◆ AIM ◆
Copy out word for word the lines of the records below, starting at the line that contains "Where can you see the front" and continuing through the end of the records.

◆ LISTED RECORDS ◆

/---

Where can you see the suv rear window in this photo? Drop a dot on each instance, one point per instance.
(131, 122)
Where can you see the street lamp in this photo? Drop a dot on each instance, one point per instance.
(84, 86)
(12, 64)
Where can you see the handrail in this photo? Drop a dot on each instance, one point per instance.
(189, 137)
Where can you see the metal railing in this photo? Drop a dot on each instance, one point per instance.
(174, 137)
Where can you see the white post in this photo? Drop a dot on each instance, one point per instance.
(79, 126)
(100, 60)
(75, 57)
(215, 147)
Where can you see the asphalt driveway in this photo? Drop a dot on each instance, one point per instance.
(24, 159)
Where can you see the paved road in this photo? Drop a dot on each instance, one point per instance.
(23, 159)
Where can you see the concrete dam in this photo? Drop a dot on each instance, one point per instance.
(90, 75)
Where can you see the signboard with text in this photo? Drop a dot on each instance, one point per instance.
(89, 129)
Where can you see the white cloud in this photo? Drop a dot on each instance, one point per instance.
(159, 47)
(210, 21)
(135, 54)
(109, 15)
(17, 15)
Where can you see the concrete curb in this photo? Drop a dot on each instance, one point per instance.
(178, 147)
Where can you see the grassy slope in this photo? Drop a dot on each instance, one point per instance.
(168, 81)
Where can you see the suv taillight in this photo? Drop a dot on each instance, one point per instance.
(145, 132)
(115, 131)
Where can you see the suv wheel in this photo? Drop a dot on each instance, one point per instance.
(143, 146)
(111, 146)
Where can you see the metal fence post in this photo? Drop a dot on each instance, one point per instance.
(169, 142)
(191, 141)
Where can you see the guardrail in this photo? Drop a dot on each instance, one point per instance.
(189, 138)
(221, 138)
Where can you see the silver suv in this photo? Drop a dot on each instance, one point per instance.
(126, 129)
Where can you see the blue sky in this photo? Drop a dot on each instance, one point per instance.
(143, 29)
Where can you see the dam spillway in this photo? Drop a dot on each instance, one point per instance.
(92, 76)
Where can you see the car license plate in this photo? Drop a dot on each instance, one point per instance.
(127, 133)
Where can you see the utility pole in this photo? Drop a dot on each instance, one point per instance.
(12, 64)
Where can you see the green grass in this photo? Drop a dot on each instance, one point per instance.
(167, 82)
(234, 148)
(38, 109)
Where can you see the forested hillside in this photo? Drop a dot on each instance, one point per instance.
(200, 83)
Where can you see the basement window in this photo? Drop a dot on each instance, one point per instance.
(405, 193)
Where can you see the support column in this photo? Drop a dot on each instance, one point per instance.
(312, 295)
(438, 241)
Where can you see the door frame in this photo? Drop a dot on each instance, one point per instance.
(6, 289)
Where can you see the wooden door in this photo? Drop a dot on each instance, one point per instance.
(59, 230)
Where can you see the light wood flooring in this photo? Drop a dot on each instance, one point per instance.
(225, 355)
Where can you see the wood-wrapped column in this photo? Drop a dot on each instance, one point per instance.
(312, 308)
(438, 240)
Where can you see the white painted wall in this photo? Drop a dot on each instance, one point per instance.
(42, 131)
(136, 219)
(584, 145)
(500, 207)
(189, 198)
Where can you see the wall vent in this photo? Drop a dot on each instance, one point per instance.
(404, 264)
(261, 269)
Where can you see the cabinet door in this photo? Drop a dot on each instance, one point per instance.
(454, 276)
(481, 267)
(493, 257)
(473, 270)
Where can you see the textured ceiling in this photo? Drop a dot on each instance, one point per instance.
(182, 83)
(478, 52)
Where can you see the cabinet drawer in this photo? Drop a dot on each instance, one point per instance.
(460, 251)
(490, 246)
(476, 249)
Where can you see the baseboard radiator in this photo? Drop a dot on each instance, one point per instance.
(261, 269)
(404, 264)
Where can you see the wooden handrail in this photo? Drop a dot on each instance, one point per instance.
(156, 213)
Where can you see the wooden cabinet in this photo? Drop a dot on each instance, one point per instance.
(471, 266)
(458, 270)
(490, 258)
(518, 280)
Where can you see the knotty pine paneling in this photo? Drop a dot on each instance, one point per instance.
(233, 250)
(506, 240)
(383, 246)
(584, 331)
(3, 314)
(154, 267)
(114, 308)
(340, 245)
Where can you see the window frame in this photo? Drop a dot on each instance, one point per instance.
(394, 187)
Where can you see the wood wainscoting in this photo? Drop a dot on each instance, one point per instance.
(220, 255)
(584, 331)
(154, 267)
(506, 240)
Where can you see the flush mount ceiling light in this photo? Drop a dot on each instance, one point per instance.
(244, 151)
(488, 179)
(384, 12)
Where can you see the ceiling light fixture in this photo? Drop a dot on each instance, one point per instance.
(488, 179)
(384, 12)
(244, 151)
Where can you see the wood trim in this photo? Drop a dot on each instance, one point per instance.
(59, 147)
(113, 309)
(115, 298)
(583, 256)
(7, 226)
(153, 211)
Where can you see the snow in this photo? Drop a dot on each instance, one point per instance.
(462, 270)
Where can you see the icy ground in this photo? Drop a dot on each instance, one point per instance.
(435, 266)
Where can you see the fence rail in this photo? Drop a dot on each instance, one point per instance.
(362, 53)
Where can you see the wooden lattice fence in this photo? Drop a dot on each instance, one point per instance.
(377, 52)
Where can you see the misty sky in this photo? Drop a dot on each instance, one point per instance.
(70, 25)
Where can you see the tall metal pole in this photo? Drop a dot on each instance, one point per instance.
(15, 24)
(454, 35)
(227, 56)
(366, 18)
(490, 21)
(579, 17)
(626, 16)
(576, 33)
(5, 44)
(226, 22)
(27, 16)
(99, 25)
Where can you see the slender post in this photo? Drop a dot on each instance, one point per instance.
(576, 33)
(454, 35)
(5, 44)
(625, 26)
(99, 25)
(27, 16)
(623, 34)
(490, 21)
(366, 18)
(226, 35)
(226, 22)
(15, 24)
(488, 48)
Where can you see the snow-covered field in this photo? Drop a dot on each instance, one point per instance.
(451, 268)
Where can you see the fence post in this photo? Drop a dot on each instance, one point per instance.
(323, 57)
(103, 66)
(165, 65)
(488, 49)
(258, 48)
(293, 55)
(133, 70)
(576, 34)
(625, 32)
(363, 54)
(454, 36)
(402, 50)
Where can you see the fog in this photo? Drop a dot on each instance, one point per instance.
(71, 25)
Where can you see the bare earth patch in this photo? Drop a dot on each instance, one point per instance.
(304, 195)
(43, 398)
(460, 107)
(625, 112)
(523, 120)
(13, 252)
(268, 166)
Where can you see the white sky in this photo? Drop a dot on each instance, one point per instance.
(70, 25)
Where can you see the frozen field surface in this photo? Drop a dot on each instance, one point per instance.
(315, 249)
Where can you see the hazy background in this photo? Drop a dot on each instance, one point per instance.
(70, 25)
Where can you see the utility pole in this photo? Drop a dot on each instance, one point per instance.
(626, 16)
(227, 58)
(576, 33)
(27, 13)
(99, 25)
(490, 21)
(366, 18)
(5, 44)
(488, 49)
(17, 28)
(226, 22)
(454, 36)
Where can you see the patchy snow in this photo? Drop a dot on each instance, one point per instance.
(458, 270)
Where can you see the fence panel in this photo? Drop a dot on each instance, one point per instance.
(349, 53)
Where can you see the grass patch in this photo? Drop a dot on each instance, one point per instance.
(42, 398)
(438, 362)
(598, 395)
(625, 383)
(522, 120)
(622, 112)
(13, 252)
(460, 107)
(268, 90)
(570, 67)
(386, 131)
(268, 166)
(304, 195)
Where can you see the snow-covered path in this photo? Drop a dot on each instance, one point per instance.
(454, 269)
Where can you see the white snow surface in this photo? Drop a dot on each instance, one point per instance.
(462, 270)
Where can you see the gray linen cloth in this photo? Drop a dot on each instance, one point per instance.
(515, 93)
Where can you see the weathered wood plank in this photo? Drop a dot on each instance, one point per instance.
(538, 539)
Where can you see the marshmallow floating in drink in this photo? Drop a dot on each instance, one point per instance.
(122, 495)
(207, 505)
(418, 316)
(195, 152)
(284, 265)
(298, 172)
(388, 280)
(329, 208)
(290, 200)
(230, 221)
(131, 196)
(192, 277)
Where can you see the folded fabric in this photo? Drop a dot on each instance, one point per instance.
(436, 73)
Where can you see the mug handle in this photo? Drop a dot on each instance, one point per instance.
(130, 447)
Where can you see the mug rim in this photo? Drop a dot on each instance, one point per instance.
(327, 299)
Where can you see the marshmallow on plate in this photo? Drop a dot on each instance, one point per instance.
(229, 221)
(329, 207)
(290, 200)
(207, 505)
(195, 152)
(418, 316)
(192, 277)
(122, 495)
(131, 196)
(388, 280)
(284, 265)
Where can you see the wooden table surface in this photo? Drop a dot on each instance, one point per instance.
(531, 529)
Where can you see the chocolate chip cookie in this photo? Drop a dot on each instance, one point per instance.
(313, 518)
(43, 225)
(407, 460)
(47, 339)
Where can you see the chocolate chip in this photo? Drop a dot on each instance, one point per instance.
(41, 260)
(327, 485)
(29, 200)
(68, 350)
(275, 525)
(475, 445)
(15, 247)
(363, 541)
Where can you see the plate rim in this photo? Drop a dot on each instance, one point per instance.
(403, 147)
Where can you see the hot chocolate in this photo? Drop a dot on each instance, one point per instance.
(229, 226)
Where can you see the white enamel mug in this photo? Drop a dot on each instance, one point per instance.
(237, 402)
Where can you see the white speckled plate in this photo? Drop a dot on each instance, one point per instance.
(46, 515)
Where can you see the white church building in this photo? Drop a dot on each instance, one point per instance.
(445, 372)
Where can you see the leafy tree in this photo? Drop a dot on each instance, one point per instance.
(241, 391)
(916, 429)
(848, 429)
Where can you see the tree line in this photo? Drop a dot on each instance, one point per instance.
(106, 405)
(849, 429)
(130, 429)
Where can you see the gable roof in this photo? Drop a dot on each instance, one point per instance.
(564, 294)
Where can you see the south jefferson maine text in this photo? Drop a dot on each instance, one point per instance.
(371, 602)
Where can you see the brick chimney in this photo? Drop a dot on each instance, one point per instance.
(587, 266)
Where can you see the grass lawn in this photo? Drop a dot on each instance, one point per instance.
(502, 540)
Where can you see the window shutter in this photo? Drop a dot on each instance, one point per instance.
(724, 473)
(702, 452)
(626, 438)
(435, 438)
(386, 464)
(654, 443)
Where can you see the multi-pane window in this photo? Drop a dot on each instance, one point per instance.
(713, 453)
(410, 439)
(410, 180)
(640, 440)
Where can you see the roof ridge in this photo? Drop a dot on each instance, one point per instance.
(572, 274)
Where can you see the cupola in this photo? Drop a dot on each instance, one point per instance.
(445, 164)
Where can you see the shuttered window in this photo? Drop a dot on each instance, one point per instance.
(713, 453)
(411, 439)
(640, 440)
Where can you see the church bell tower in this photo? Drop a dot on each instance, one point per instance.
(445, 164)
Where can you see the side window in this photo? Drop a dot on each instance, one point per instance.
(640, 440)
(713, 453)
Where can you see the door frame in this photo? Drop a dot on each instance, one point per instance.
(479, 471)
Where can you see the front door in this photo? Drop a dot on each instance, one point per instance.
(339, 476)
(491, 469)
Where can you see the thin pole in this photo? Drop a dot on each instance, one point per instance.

\---

◆ ANSWER TO THIS PROBLEM ◆
Where can you see the front door in this photo? Drop a dot on each instance, one point per instance.
(339, 476)
(491, 469)
Where can you see the thin pole in this photo? Drop a dot on each instance, one point per instance.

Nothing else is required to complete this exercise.